Check each line of the entries below for the word "background", and copy out the ones that have it.

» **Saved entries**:

···

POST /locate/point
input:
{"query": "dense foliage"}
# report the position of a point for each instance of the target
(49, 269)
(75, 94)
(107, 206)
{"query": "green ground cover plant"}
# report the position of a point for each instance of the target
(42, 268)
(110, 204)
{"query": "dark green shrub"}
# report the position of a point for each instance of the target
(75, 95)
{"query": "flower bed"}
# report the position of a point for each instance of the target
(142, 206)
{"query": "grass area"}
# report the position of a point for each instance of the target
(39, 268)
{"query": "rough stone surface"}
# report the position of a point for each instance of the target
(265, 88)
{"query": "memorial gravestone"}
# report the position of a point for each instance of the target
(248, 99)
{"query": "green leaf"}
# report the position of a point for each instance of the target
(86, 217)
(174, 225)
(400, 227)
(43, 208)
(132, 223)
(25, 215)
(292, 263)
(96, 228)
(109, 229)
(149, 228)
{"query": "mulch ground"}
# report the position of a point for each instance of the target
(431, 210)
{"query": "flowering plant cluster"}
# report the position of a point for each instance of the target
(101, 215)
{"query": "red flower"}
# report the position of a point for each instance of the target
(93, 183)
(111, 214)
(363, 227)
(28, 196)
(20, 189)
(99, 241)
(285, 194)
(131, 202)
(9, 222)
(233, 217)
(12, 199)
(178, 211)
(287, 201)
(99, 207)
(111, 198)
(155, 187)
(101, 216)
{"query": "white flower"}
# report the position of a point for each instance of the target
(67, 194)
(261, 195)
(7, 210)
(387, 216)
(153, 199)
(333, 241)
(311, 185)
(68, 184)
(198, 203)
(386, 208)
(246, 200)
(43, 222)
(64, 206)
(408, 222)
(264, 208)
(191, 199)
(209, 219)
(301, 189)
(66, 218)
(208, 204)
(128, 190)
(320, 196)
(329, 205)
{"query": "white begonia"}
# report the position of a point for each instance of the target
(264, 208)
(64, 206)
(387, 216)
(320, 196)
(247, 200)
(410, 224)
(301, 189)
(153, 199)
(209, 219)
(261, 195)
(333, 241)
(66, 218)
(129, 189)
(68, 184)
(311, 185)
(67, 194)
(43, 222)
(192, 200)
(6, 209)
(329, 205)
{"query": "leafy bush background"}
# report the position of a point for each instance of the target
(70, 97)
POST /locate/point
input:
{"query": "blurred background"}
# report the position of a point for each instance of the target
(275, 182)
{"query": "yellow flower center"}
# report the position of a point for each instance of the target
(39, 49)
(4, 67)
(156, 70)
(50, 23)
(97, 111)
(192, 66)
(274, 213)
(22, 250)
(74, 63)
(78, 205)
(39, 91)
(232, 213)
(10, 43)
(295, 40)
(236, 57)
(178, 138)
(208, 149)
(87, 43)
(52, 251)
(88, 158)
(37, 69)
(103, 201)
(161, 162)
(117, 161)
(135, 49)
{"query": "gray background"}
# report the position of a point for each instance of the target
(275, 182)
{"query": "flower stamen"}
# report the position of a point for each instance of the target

···

» **Output**:
{"query": "leafy bush background"}
{"query": "blurred background"}
{"query": "gray background"}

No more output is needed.